What to do -> Pictures do not belong in your copy. Repeat all the other data exactly.

Input material ->
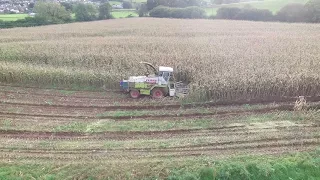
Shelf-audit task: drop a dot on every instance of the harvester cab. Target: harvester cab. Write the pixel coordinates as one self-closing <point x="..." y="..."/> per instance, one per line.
<point x="157" y="85"/>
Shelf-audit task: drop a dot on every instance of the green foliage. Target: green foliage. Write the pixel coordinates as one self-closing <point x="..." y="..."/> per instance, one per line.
<point x="143" y="10"/>
<point x="228" y="12"/>
<point x="253" y="14"/>
<point x="292" y="13"/>
<point x="85" y="12"/>
<point x="295" y="167"/>
<point x="247" y="13"/>
<point x="126" y="5"/>
<point x="67" y="5"/>
<point x="52" y="12"/>
<point x="172" y="3"/>
<point x="183" y="13"/>
<point x="313" y="8"/>
<point x="105" y="11"/>
<point x="27" y="22"/>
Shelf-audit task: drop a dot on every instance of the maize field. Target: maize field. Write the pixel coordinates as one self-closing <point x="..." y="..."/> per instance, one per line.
<point x="221" y="60"/>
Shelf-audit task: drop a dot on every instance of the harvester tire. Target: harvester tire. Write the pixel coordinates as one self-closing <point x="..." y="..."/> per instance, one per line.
<point x="157" y="93"/>
<point x="135" y="94"/>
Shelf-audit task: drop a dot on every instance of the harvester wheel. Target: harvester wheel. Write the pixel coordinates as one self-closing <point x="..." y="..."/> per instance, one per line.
<point x="157" y="93"/>
<point x="134" y="94"/>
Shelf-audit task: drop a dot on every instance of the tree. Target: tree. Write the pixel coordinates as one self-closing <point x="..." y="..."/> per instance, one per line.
<point x="172" y="3"/>
<point x="67" y="5"/>
<point x="152" y="4"/>
<point x="292" y="13"/>
<point x="52" y="12"/>
<point x="105" y="11"/>
<point x="85" y="12"/>
<point x="313" y="11"/>
<point x="228" y="12"/>
<point x="31" y="5"/>
<point x="126" y="5"/>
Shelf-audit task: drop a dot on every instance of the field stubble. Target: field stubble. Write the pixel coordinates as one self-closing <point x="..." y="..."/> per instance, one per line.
<point x="101" y="145"/>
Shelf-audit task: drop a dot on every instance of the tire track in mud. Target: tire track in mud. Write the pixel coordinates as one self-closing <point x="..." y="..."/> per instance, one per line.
<point x="106" y="154"/>
<point x="160" y="116"/>
<point x="55" y="93"/>
<point x="128" y="135"/>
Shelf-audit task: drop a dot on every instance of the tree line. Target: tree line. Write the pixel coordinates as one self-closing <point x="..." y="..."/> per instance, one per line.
<point x="294" y="12"/>
<point x="310" y="12"/>
<point x="59" y="13"/>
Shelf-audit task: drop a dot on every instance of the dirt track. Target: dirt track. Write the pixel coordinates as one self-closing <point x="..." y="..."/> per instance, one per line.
<point x="21" y="108"/>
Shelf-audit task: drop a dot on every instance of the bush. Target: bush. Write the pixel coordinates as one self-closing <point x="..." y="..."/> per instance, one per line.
<point x="126" y="5"/>
<point x="227" y="12"/>
<point x="248" y="13"/>
<point x="85" y="12"/>
<point x="143" y="10"/>
<point x="253" y="14"/>
<point x="182" y="13"/>
<point x="27" y="22"/>
<point x="313" y="11"/>
<point x="292" y="13"/>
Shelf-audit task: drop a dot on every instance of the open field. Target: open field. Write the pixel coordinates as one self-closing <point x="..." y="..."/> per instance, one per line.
<point x="124" y="13"/>
<point x="63" y="134"/>
<point x="251" y="60"/>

Problem solution ->
Shelf-audit task: drop a dot on every instance of the harvester cab. Target: harvester cab. Write the pixel coordinates as one self-closing <point x="..." y="..."/> per instance, one per line.
<point x="157" y="85"/>
Shelf-audit task: drop a dot on every instance of the green foliage. Target: green foliage. Write the pixel coordinates as one self-closing <point x="..." y="..."/> per instance, one per line.
<point x="143" y="10"/>
<point x="228" y="12"/>
<point x="253" y="14"/>
<point x="292" y="13"/>
<point x="85" y="12"/>
<point x="295" y="167"/>
<point x="247" y="13"/>
<point x="126" y="5"/>
<point x="67" y="5"/>
<point x="52" y="12"/>
<point x="172" y="3"/>
<point x="183" y="13"/>
<point x="313" y="8"/>
<point x="105" y="11"/>
<point x="27" y="22"/>
Shelf-audit task: drop a dot on every instance of the maize field. Target: maize field. Write the pixel coordinates as one self-closing <point x="..." y="..."/> per instance, one per line.
<point x="221" y="60"/>
Shelf-audit task: drop a dot on every instance of the harvester tire. Target: harvester tire. Write the pixel coordinates as one self-closing <point x="..." y="..."/> per instance, one per line.
<point x="157" y="93"/>
<point x="135" y="94"/>
Shelf-audit task: drop a dot on every instance of the harvester wheel. Target: harvester wheel. Write the pixel coordinates as one self-closing <point x="..." y="..."/> per instance, one per line.
<point x="157" y="93"/>
<point x="134" y="94"/>
Shelf-audit task: drop a dot on every instance of the tree. Target: tree. Write the pixel coordinates as one self-closing <point x="..." y="..."/> per instance, one per line.
<point x="172" y="3"/>
<point x="67" y="5"/>
<point x="152" y="4"/>
<point x="292" y="13"/>
<point x="52" y="12"/>
<point x="105" y="11"/>
<point x="85" y="12"/>
<point x="313" y="11"/>
<point x="228" y="12"/>
<point x="31" y="5"/>
<point x="126" y="5"/>
Shelf-audit task: drop a dot on every instance of the field stubble. Target: field stubble. Write the pixel coordinates as one self-closing <point x="..." y="..."/> per instance, one per line.
<point x="101" y="145"/>
Shelf-audit task: drop a dot on every instance of the tire track in mud. Target: tire track in mud. Write the pixel coordinates as one self-closing <point x="..." y="..."/> per instance, one per line.
<point x="106" y="154"/>
<point x="160" y="116"/>
<point x="55" y="93"/>
<point x="128" y="135"/>
Shelf-audit task: drop a dot on every instance of the tree line. Target: tree line. Write the pixel coordinates as one self-closing <point x="..." y="..."/> per instance, one per line.
<point x="294" y="12"/>
<point x="310" y="12"/>
<point x="59" y="13"/>
Shelf-audit task: drop a dot on every instance of the dirt track. Target: dirt track. Write the pixel coordinates as one self-closing <point x="..." y="..."/> per instance, one per line.
<point x="21" y="108"/>
Shelf-audit task: drop a dot on every instance of the bush. Target: bush. Write the pixel coordinates as one self-closing <point x="..." y="..."/> per instance, one per line.
<point x="126" y="5"/>
<point x="227" y="12"/>
<point x="248" y="13"/>
<point x="85" y="12"/>
<point x="143" y="10"/>
<point x="253" y="14"/>
<point x="182" y="13"/>
<point x="27" y="22"/>
<point x="313" y="11"/>
<point x="292" y="13"/>
Shelf-audit task: drop a dot on every instance of the open field. Target: open field. Write the pixel coordinates as one self-closing <point x="..." y="..."/> per instance, one per line.
<point x="124" y="13"/>
<point x="63" y="134"/>
<point x="251" y="60"/>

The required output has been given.